● Exercise
Transcribe the listing below word for word, leaving out the pictures.

Raw listing:
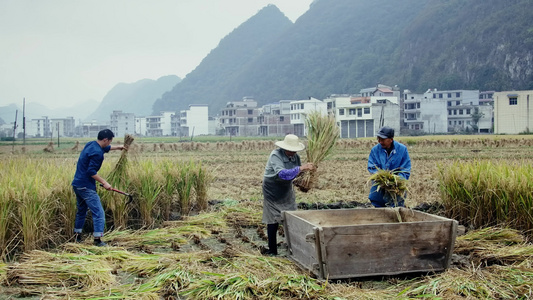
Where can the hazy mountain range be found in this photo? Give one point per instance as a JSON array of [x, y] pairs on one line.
[[137, 98], [340, 47]]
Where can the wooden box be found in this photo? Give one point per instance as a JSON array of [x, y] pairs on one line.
[[347, 243]]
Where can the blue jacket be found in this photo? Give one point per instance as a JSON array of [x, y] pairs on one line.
[[397, 160], [89, 163]]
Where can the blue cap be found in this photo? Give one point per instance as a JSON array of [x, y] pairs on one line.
[[386, 133]]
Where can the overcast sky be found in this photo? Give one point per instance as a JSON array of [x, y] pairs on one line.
[[62, 52]]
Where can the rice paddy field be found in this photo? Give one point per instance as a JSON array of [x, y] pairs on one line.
[[193, 229]]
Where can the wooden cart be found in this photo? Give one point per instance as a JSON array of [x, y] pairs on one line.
[[347, 243]]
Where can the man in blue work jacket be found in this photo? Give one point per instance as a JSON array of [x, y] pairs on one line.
[[388, 155]]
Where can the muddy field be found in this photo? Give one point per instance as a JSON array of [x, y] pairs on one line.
[[232, 228]]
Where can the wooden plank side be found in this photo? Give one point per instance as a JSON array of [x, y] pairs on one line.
[[348, 217], [300, 250], [354, 251]]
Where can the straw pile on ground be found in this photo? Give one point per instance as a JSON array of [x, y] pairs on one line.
[[322, 135]]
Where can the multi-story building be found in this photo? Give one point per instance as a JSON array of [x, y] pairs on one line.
[[63, 126], [159, 125], [300, 109], [194, 121], [239, 118], [40, 127], [274, 119], [122, 123], [140, 126], [91, 129], [461, 105], [447, 111], [486, 109], [362, 116], [428, 115], [513, 112]]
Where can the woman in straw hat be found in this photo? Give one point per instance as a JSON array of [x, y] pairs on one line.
[[278, 195]]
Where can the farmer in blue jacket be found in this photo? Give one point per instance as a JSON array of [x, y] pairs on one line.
[[84, 184], [388, 155]]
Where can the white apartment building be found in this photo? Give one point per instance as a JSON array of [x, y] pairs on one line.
[[274, 119], [39, 127], [428, 115], [447, 111], [122, 123], [513, 112], [240, 118], [63, 126], [299, 109], [363, 116], [159, 125], [194, 121], [140, 126]]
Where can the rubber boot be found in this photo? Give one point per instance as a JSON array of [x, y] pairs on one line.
[[272, 233]]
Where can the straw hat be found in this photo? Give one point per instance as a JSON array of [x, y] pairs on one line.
[[291, 143]]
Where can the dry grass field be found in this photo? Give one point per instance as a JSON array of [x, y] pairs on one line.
[[213, 254]]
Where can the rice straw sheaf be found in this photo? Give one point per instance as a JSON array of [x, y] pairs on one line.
[[119, 171], [322, 135], [44, 268], [390, 183]]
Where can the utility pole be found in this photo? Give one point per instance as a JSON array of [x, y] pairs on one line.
[[15, 129], [24, 120]]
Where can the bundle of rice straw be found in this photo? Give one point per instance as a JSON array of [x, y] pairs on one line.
[[322, 134], [388, 181], [49, 148], [120, 168]]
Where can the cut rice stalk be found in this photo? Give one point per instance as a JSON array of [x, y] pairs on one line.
[[322, 135]]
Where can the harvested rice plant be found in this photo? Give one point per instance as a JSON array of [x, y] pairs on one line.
[[181, 239]]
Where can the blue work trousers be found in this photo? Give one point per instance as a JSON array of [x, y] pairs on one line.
[[89, 199]]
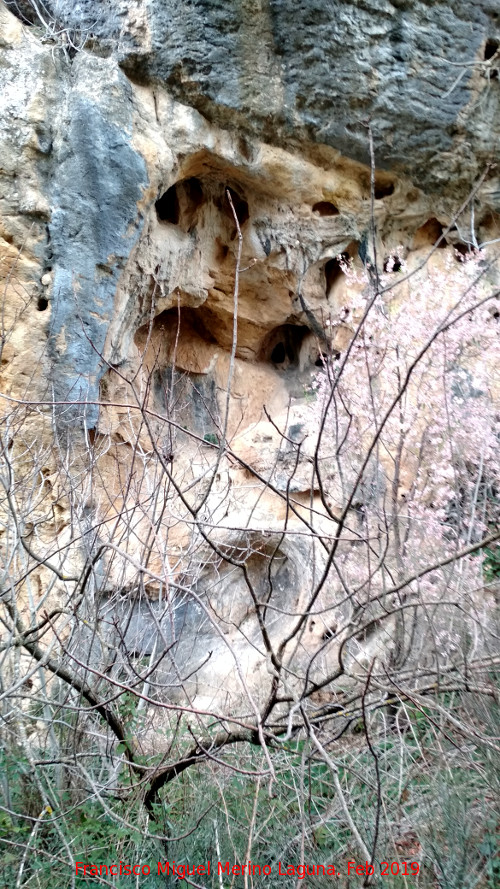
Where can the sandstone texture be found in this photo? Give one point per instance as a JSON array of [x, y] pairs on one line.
[[124, 125]]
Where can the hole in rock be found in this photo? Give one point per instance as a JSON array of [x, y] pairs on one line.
[[334, 270], [429, 234], [193, 191], [329, 633], [278, 354], [240, 206], [383, 190], [167, 207], [491, 48], [325, 208], [282, 346], [180, 203], [462, 251], [392, 264]]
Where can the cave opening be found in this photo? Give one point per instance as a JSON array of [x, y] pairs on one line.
[[167, 206], [282, 346], [334, 269], [325, 208]]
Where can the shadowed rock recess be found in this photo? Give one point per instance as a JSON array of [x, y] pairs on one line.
[[123, 130]]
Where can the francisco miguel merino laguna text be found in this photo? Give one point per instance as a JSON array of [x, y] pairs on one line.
[[406, 868]]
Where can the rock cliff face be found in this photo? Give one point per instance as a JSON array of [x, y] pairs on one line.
[[124, 127]]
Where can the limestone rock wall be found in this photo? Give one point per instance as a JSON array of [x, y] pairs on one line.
[[123, 126]]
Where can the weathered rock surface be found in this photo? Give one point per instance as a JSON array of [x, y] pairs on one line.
[[119, 250]]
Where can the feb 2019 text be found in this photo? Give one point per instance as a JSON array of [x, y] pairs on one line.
[[350, 868]]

● Reply to the exercise
Where can the hazy mountain range be found in this photo? Give one point per instance as a JSON array of [x, y] pairs on one line.
[[137, 98], [340, 47]]
Where can the wooden box be found in this photo? Give one point per instance as a JSON array of [x, y] pairs on one line.
[[347, 243]]
Where can the blue jacket be found in this photo? Give one point per instance as a JSON array of [x, y] pairs on one line.
[[397, 160], [89, 163]]
Where can the blue cap be found in this photo? Give one point per instance as a JSON array of [x, y] pairs on one line.
[[386, 133]]
Where can the overcast sky be found in this photo? Give one point per instance as a JSON array of [x, y] pairs on one line.
[[62, 52]]
Where can the rice paddy field be found in this photo? Give one point per instance as a JSON array of [x, y] pairs on one line.
[[193, 229]]
Where can the wooden cart be found in this photo? Give one point per instance as a JSON array of [x, y] pairs on one line.
[[347, 243]]
Where can the man in blue work jacket be found in this photo? Give one point per instance as a JSON array of [x, y] pairs on one line.
[[388, 155]]
Where can the muddy field be found in this photo? Give one point per instance as a JSON array of [x, y] pairs on one line.
[[232, 228]]
Where can the wooden plank side be found in this photo? Give one point per instance as a JSON array of [x, y] pairs on one line.
[[348, 217], [300, 250], [354, 251]]
Where can the straw pile on ground be found in this photo? Give one point per instance as a JSON array of [x, y] pairs on one line.
[[322, 135]]
Where can the multi-story building be found in this photo? Give one point per instance as a JSON array of [x, y] pairs on one line.
[[63, 126], [159, 125], [300, 109], [194, 121], [239, 118], [40, 127], [274, 119], [122, 123], [140, 126], [91, 129], [461, 105], [447, 111], [486, 109], [362, 116], [428, 115], [513, 112]]
Where can the woman in straw hat be found in this photo? Give one point per instance as a JSON array of [x, y] pairs on one line.
[[278, 195]]
Where can the farmer in blue jacket be found in this photo? Give one point per instance as a JSON array of [x, y] pairs on one line.
[[84, 184], [388, 155]]
Where can the white apartment building be found in this photo? Give one point per instance as a JSON array of [x, y] pairs on one line.
[[274, 119], [39, 127], [428, 115], [447, 111], [122, 123], [513, 112], [240, 118], [63, 126], [299, 109], [363, 116], [159, 125], [194, 121], [140, 126]]
Where can the rubber boot be found in this photo? Give one point per instance as a JSON array of [x, y] pairs on one line.
[[272, 233]]
Where can the straw hat be found in this photo? Give one point per instance as a JSON array of [x, y] pairs on one line.
[[291, 143]]
Where can the dry grass field be found in this photo? Give one point per instance as a JSON array of [x, y] pairs on one line.
[[213, 254]]
Where can the rice straw sheaf be found in this photo? Give one point per instance as a JSON array of [x, y] pairs on one line.
[[119, 171], [322, 135], [44, 268], [390, 183]]
Where can the utility pole be found in this photo? Give one point per instance as a JSON array of [x, y] pairs on one line.
[[15, 129], [24, 120]]
Where can the bundle of rice straw be found in this photo? Give one point per instance as a JSON array of [x, y] pairs on one line.
[[322, 134], [388, 181], [49, 148], [120, 168]]
Where can the cut rice stalk be found in this photo? Give one point per instance as a JSON array of [x, y] pairs on one line.
[[322, 135]]
Where can the harvested rice plant be found in this photo? Give one point per instance as a JSON array of [x, y] pairs on one line.
[[181, 239]]
Where can the blue work trousers be found in this photo? Give one point per instance as a JSON array of [x, y] pairs on one line.
[[89, 199]]
Where can the sandstone texture be found in this photo? Give one point per instance as a JSON array of [x, y] pairs on one line.
[[124, 125]]
Where can the hole in rock be found in this photo? Give one point per instance as a JSON array of [x, y] pairs on one line.
[[334, 270], [429, 234], [193, 191], [329, 633], [278, 354], [240, 206], [383, 190], [167, 207], [491, 48], [325, 208], [282, 346], [180, 203], [462, 251], [392, 264]]
Where can the cave opening be found in this photo? Give one point per instance as a JSON array of [x, y] pairs on one line.
[[167, 206], [282, 346], [334, 269], [325, 208]]
Where can the shadowed rock recess be found in this photo? Give one point per instance as a JSON array of [x, y] pairs on one line.
[[123, 130]]
Where can the francisco miguel merino laguna text be found in this photo? Give one point per instance as a JSON array of [x, y] pairs on one line.
[[406, 868]]
Where can the rock cliff face be found in this photo? Give one point per instance as a JSON array of [x, y] pairs on one line.
[[124, 127]]
Where can the limestone rock wall be found in this photo? Give one point per instance as a JSON array of [x, y] pairs on one line.
[[123, 126]]
Where can the weathered rock surface be found in this photo? Give one point per instance as a JSON array of [x, y] pairs on one line.
[[119, 250]]
Where can the feb 2019 text be found in this photo? Give one point per instance as a JSON array of [x, y] pairs on one line.
[[350, 868]]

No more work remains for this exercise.